__What you will do__.
**A.** According to the passage, which organization sent the speaker to the East Coast?
**B.** List every sentence in the passage that ends with a question mark.
**C.** Reproduce the stretch of the passage from "Where are we?" through "what was here.".

And then there at the bottom it becomes a river again, all back together, back into the great indivisibility from which we sprang. So that's kind of taking the wave and particle a little bit, one of each, a little of each. First a wave, and then a particle, and then a wave again. Now, during this brief interval in which the droplets are falling, you know, that interval that we're all having right now, called our life, it occurred to us as a species somehow to try and figure out what's going on. So we kind of yell to each other, what's going on? What the heck? This is strange, isn't it? Yeah, it is, man. It's totally strange. So a lot of theories were born about what's going on. You know, oh, the earth is the center of the universe. Oh, yeah, that makes sense. So we tried a lot of things about who made us and all that. And so, like, who are we?

[25:47]

Where are we? What's going on here? It's been pressing the human species for thousands and thousands of years. And the next generation undoubtedly is going to pick it up too. They can't really help themselves. They're going to just try to carry on with wherever we left off. And where we're leaving off is a pretty big mess, I must say. I'm sorry for that. I lived with an author for a while. The Zen Center sent me to the East Coast. Her name was Nancy Bolson-Ross. And she used to say that writing authors are basically scratching on the Kate wall. They're kind of leaving traces for those who follow. Some kind of clue about what not to do. So, unfortunately, this amazing human mind didn't just stop at inquiry. Pretty early on in our human development, we began to elaborate on what we saw, and we began to manipulate, meaning use our hands, on what was here.

__Listing__.
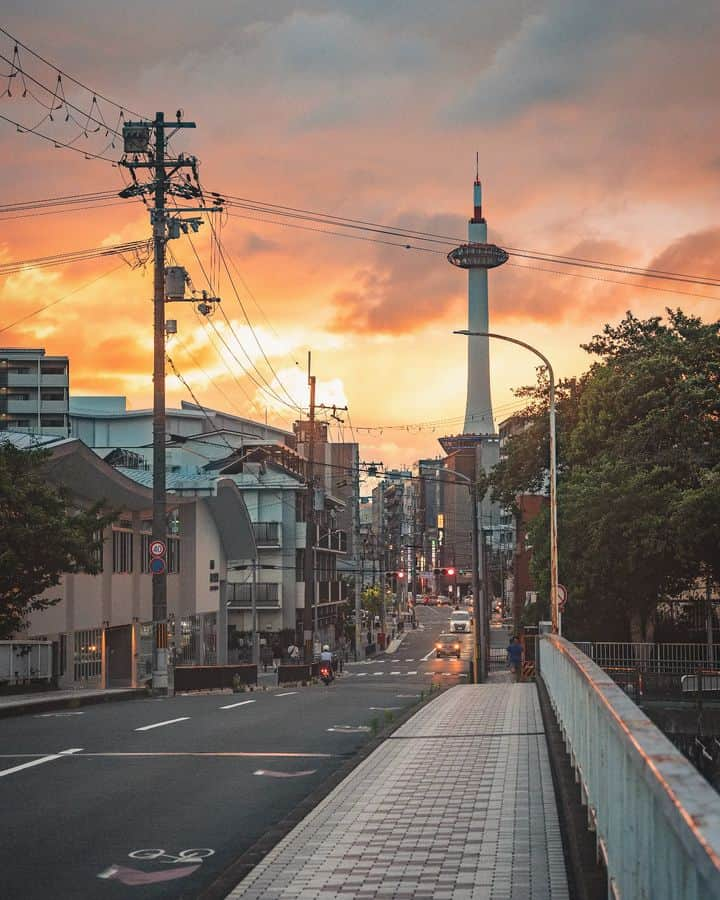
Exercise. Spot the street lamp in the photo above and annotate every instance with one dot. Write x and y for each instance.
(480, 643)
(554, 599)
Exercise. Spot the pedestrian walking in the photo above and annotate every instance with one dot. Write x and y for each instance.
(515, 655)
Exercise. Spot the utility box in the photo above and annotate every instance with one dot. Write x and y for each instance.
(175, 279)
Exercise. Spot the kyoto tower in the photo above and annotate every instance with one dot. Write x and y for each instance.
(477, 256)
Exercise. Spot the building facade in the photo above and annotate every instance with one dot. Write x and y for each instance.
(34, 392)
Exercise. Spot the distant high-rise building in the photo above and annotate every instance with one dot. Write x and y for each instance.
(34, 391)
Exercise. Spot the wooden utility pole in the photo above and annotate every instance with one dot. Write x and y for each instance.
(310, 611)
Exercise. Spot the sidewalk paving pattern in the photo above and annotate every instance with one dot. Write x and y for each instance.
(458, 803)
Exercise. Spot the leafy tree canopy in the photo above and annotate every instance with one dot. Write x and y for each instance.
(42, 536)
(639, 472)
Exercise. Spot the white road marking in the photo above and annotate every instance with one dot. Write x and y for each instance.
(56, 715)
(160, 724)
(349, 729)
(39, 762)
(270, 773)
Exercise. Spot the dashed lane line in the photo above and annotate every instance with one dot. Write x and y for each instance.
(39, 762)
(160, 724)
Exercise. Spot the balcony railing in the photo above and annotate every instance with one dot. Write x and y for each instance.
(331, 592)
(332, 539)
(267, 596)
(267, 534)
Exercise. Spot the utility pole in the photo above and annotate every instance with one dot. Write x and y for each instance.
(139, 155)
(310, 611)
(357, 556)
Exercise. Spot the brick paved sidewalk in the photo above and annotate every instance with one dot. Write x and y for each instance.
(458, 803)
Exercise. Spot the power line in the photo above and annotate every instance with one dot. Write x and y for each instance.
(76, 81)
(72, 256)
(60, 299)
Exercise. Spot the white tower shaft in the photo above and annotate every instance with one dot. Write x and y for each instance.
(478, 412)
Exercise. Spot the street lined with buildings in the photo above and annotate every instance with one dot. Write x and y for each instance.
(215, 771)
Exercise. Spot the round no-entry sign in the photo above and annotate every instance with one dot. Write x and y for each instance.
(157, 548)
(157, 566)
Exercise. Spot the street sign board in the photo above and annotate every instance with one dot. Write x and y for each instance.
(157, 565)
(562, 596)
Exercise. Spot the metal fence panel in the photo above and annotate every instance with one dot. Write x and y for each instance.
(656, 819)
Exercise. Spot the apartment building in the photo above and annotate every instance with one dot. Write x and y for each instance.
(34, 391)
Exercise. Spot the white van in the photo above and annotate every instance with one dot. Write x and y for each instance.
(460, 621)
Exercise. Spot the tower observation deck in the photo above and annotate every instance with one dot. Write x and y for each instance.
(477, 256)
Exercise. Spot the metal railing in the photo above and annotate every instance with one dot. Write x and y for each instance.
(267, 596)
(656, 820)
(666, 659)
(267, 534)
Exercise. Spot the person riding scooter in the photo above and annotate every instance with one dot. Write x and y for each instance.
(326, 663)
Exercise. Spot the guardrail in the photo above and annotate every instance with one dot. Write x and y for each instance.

__Expected results__.
**A.** The Zen Center

**B.**
- So we kind of yell to each other, what's going on?
- What the heck?
- This is strange, isn't it?
- And so, like, who are we?
- Where are we?
- What's going on here?

**C.**
Where are we? What's going on here? It's been pressing the human species for thousands and thousands of years. And the next generation undoubtedly is going to pick it up too. They can't really help themselves. They're going to just try to carry on with wherever we left off. And where we're leaving off is a pretty big mess, I must say. I'm sorry for that. I lived with an author for a while. The Zen Center sent me to the East Coast. Her name was Nancy Bolson-Ross. And she used to say that writing authors are basically scratching on the Kate wall. They're kind of leaving traces for those who follow. Some kind of clue about what not to do. So, unfortunately, this amazing human mind didn't just stop at inquiry. Pretty early on in our human development, we began to elaborate on what we saw, and we began to manipulate, meaning use our hands, on what was here.